* **SUPPLIED TEXT**
++++++

I’m having trouble understanding the plain meaning of a recent comment by lookingforward,
"No, just top scores isn’t enough. But it was phrased, ‘who just walks into an SAT testing locale and comes out with double 800s (or quintuple 800s) without multiple takes, tutors, or extensive prepping.’
If that were so, it would exclude a lot of bright kids who do have the rest."
My meaning was that there was definitely an era when MIT expressed distaste on the admissions web site for students with multiple 800’s. That does not seem to be 100% over now, though it is greatly reduced. Perhaps they exclusively mean this to apply to students who take the SAT’s multiple times in order to achieve those scores, or perhaps they mean students who think that would suffice, but they did not say so (except in one kind of irritating post by “Momchil,” that did address students who thought it was enough). But the rhetoric as it stood until recently was really off-putting to a student who happened to have multiple 800’s (through no fault of his/her own).
When I said that a student “just” walks into an SAT testing locale . . . I did not mean that the student had no other qualifications, just that getting multiple 800’s was trivial for the student–no tutors, no multiple tests, no extensive prepping. There are people who can do that easily enough.
When lookingforward wrote “if that were so,” did that mean “if multiple 800’s were enough”? It doesn’t make any sense in the context of the quotation from me. I was commenting that some students achieve high scores simply by signing up to take the tests and showing up at the testing center on the appointed day (sort of like how an idiot gets to be a policeman, in the Pink Panther films).
What a relief to know that it is okay to get 800’s the first time out, without prep!
@QuantMech – I have no clue if or when there was disdain expressed for 800 scorers for MIT… but could it be not with the score, but with the attitude that the score was in itself evidence of mathematical brilliance? Because the SAT math tests don’t really cover higher math – so I can see someone who has been studying multivariable calculus in high school as being put off by students boasting of top scores in a mostly multiple-choice test that barely touches on pre-calc. (Even the SAT Math 2 subject test only adds coverage of “trigonometry and elementary functions (precalculus)”.

++++++

* **WRITTEN REQUEST**
Continue the forum discussion about MIT admissions and 800 SAT scores from the point where it stops. The rows that come next are separate material, not part of the discussion above.

* **Bounding box annotation rows**
++++++

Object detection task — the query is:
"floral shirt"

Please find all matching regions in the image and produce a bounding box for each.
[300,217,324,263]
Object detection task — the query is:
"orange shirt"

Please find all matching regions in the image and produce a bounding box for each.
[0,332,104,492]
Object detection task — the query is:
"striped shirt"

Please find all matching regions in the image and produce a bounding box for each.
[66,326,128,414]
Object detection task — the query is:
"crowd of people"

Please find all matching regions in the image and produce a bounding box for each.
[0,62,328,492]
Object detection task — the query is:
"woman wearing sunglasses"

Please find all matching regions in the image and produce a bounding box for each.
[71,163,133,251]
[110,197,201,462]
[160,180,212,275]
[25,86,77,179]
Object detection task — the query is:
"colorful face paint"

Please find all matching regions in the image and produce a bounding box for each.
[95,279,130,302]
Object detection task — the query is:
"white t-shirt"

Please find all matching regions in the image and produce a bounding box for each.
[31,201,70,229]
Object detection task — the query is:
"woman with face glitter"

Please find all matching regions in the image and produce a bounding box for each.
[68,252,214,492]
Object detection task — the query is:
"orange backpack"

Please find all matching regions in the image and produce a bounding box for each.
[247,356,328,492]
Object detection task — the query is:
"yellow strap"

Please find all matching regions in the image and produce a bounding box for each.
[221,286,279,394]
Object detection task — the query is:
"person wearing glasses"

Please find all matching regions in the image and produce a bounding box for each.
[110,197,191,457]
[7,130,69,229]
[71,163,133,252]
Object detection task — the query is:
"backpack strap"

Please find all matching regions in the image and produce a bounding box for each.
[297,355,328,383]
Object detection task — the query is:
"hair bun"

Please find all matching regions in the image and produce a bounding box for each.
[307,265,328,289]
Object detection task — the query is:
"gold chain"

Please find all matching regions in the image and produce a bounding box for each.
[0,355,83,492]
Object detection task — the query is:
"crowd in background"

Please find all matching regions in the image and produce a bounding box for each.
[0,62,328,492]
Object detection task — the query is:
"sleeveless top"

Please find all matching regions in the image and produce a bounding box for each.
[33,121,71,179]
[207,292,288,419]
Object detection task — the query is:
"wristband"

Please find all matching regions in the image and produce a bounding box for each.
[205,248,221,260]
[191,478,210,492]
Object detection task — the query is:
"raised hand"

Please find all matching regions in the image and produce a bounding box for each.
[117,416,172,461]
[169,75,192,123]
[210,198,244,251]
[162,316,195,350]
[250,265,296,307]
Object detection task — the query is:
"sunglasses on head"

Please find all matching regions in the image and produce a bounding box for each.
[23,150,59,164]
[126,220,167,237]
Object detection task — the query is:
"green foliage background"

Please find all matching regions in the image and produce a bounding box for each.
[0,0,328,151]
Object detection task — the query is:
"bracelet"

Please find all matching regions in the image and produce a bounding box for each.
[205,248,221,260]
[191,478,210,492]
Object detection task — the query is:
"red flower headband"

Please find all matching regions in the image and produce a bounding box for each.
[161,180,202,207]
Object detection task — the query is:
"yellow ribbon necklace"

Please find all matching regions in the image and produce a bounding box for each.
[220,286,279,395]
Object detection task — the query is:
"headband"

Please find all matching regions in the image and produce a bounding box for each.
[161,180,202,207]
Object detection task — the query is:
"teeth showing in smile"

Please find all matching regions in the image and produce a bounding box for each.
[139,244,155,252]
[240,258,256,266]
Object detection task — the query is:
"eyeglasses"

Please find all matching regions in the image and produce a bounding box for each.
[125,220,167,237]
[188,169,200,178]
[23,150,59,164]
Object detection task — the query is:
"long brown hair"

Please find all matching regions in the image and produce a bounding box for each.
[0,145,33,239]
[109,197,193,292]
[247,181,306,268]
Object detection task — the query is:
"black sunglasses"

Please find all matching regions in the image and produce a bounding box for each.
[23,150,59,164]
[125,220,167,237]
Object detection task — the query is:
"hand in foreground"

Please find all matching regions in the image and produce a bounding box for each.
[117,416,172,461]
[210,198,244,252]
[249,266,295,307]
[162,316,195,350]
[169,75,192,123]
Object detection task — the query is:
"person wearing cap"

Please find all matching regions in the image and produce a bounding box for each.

++++++

* **TASK ANSWER**
Because math itself is predictable and consistent - a system where answers are either right or not – then in theory any student who has a good grasp of math concepts through the trig & precalc level should theoretically be able to score 800. That doesn’t happen because of the time constraints on the test and simple errors made along the way-- but the point is that any student who has taken calculus in high school is already receiving instruction beyond the level of the test.
But it’s not simply about being “qualified.” Selective colleges (and employers) turn away far more qualified applicants than they accept.
When I read the post from @HRSMom (" If you have to hide who you are or pretend to get the job, do you want that job?") – I took it to refer to personal qualities that go beyond and outside mere qualifications. Is the company culture a good fit? Doe the job offer the opportunities for growth that the employee is looking for? Will the job be stimulating and rewarding for the employee, or will the employee hate every minute there, counting down the time each day until they can go home? In the employment context it could be the difference between working in a very competitive culture or with a different company that emphasizes teamwork and collaboration. I think that college fit is probably broader and more flexible in most cases-- but there still is probably a pretty big difference in the “feel” of being a student at MIT vs. a student at Olin. Brown vs. U of Chicago? etc.
Ahh. But not how I took it.
OP did ask about less competitive colleges. Much of this isn’t as significant there. But if you’re applying to a highly competitive college, presumably you have some interest. If you want to get admitted, you should have an idea of both what the culture is and how you fit that. It’s not enough to say, “Here I am, love me or leave me, I did it my way.” That filtering for fit can take place before applying.
If you’re going to present yourself as interested in studying xxx, wouldn’t you want to show you’re prepared, have taken the appropriate classes and done relevant activities? Would you think you’re a viable candidate because you pursued other courses that interested you, skipped relevant ECs?
The parallel to a job app is: would you apply without the prep and qualifications, because you think it should be ‘come as you are?’ I don’t see it working that way. Not for a highly competitive college, nor a highly competitive employer.
But “qualifications” for college are variable, because the colleges value diversity of talents and interests and often do take students with lopsided profiles.
So yes, many students are more than viable candidates even though they may have an atypical profile or followed an unconventional approach through high school. And I think the more confident students are more inclined to think that if a college would reject them for whatever choices they’ve made and want to present on their college app… then they wouldn’t want to attend that college anyway.
“Show, not tell” doesn’t mean that there is some sort of magic, hidden number of boxes that the student needs to tick off to get in. It just a basic rule of presentation – it just is a more effective way of communicating whatever it is that the applicant wants to communicate.
And it is somewhat different than a job app because of the role (student) being applied for - or if it’s like a job, it’s more like an internship or trainee position, because the student wants to come to the college to learn and be taught. So they need to show that they have readiness and potential, but not expertise.
I that, somewhere in there, is where we agree.
For now, I’l leave it at that.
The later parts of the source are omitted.